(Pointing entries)
--- BEGIN ---

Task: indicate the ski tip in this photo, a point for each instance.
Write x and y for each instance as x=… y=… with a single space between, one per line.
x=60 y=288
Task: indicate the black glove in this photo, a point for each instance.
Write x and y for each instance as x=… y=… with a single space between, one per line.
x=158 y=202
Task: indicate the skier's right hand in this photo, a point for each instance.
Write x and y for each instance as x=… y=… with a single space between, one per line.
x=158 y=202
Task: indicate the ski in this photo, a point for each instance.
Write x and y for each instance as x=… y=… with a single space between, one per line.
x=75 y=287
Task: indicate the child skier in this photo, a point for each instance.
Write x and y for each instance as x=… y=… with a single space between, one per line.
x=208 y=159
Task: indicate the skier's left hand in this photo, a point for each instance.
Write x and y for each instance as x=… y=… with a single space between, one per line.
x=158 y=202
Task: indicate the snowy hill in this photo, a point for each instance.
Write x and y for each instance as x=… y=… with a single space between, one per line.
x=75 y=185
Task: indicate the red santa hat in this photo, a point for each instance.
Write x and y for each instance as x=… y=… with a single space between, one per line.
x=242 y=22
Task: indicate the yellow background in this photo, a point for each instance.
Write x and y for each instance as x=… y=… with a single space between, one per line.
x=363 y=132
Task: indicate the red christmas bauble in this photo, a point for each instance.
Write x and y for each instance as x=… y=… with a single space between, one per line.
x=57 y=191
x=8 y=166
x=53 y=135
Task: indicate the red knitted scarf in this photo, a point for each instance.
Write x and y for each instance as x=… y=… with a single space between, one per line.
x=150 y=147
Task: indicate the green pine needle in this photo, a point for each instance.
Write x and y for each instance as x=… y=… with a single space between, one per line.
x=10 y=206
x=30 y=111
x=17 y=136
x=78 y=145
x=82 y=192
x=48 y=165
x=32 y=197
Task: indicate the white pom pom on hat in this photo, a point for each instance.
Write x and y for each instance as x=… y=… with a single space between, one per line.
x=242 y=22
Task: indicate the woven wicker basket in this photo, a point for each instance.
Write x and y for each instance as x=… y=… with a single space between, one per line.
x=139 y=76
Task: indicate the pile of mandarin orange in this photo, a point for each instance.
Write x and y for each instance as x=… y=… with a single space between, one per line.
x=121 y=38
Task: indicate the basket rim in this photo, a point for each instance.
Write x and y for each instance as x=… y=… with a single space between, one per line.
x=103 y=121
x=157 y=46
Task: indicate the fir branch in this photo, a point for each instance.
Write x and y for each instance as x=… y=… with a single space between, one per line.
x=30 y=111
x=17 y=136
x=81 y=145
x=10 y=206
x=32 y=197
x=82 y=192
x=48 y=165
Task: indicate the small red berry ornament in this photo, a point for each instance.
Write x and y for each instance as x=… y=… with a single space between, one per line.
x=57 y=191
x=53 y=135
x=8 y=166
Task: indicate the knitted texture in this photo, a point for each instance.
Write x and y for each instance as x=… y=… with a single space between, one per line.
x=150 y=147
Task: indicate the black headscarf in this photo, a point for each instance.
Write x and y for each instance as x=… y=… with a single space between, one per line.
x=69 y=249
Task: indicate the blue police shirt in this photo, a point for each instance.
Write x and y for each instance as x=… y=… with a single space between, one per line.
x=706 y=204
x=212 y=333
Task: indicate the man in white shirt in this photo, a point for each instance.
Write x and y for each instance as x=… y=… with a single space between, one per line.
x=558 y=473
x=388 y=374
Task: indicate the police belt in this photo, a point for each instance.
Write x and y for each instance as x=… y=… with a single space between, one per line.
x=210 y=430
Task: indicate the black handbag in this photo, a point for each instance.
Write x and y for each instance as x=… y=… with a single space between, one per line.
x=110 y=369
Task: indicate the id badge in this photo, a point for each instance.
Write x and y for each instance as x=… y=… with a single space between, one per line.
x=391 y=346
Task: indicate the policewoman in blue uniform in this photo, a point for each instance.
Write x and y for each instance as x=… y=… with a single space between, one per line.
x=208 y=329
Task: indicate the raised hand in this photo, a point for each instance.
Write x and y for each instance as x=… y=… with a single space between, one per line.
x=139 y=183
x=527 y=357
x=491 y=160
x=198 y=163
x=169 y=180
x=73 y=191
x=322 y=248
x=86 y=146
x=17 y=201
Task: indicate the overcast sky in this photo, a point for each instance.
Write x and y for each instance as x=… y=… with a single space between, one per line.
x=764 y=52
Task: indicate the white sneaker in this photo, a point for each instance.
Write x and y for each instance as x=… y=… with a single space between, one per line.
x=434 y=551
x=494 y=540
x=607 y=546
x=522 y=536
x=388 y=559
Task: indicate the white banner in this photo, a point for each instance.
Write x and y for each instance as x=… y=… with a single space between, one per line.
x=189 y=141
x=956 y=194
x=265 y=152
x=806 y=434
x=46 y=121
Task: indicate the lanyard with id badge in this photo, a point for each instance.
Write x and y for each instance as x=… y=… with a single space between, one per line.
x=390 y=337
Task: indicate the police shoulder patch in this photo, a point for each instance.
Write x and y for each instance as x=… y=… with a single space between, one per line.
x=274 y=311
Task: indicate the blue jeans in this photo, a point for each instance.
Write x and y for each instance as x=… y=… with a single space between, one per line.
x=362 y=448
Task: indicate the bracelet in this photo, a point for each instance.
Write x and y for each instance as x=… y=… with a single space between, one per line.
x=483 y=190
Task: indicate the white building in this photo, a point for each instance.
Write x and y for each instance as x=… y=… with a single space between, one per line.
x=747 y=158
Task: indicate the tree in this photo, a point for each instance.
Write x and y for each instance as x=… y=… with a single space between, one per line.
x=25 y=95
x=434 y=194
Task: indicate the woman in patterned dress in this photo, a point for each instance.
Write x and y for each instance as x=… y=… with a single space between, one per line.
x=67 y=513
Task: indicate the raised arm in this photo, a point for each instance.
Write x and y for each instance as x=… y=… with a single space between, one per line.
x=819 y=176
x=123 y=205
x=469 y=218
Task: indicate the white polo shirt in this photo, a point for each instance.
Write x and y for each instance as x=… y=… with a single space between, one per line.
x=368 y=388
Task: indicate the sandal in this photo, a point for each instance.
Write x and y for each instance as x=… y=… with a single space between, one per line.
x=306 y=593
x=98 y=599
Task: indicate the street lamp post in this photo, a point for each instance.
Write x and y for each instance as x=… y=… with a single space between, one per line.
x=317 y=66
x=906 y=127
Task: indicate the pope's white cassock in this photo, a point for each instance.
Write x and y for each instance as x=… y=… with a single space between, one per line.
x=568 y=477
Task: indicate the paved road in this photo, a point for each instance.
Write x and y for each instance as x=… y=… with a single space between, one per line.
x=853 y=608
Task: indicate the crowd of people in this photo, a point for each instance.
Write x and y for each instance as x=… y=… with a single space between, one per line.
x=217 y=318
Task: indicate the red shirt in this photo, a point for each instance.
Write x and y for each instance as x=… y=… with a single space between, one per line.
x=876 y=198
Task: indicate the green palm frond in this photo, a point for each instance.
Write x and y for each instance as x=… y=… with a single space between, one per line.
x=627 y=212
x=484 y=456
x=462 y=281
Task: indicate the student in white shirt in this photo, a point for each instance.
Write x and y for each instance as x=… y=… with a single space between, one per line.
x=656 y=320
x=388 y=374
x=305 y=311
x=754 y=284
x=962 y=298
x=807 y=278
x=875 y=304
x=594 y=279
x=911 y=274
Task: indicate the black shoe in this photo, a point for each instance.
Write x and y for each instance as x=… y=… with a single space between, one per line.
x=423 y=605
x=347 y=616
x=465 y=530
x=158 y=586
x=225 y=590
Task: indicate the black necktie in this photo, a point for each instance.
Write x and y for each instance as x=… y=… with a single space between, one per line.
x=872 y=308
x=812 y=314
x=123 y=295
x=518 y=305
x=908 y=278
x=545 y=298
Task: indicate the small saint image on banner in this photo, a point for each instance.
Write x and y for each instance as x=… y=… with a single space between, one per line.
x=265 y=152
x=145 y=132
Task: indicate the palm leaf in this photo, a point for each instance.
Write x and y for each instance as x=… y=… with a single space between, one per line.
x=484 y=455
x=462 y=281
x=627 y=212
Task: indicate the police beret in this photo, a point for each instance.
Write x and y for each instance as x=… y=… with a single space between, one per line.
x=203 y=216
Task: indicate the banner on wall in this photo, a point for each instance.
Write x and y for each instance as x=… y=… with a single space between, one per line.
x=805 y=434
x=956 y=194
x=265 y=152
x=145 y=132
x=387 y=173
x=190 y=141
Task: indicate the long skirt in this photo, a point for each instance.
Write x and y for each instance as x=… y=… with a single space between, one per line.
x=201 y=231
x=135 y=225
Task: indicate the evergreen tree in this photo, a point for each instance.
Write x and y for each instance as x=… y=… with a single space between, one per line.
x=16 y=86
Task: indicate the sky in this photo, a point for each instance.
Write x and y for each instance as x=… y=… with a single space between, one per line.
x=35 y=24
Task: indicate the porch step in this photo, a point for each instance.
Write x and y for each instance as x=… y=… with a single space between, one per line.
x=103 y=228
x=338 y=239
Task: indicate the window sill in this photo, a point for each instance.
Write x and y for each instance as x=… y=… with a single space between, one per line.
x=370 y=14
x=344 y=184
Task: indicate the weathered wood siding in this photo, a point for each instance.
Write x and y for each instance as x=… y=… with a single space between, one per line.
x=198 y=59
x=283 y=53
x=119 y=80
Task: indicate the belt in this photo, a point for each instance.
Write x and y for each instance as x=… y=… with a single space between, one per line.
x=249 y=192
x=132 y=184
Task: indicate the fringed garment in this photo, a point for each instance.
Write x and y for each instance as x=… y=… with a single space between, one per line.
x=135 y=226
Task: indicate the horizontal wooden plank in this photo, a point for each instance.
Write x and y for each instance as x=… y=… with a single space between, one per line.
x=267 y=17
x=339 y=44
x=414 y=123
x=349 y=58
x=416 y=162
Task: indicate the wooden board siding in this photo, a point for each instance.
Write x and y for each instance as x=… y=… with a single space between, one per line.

--- END ---

Goal
Rewrite the lines from the line with "Task: indicate the student" up to and including the line with "x=545 y=298", changing "black" to "dark" everywhere and keeping everything else the same.

Reply to the exercise
Task: indicate the student in white shirt in this photo, a point for each instance.
Write x and y for each instance as x=… y=… with a single space between, one per line.
x=656 y=320
x=388 y=374
x=305 y=311
x=754 y=284
x=962 y=298
x=807 y=278
x=875 y=304
x=594 y=279
x=911 y=274
Task: indicate the dark shoe in this photo, a point for each instance.
Write x and y for each instance as x=… y=… with a single space between, one per line.
x=423 y=605
x=347 y=616
x=465 y=530
x=158 y=586
x=225 y=590
Task: indicate the dark necktie in this photo, a point for each instance.
Write x and y for each instance as x=… y=… with a single space between, one per line.
x=872 y=308
x=812 y=314
x=123 y=295
x=518 y=305
x=908 y=278
x=545 y=298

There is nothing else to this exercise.